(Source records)
'''

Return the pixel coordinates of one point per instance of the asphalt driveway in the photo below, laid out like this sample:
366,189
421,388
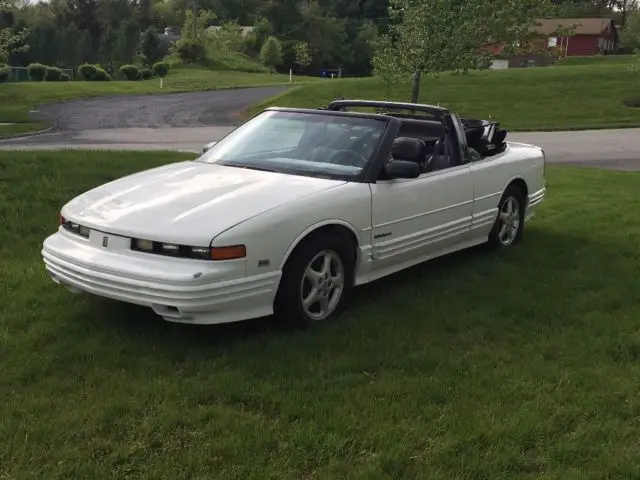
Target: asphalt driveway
193,109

'''

Exercise instructions: Rewrite every line of the items above, requests included, and shift the point coordinates in the answers by adding 89 to each number while leaving the numbers in the requests and their format samples unchanged. Leave out the pictures.

Task solution:
Return the pixel coordinates of one point per instance of the asphalt driveway in the photo below, laid out like this sample:
366,189
421,388
Target: asphalt driveway
282,198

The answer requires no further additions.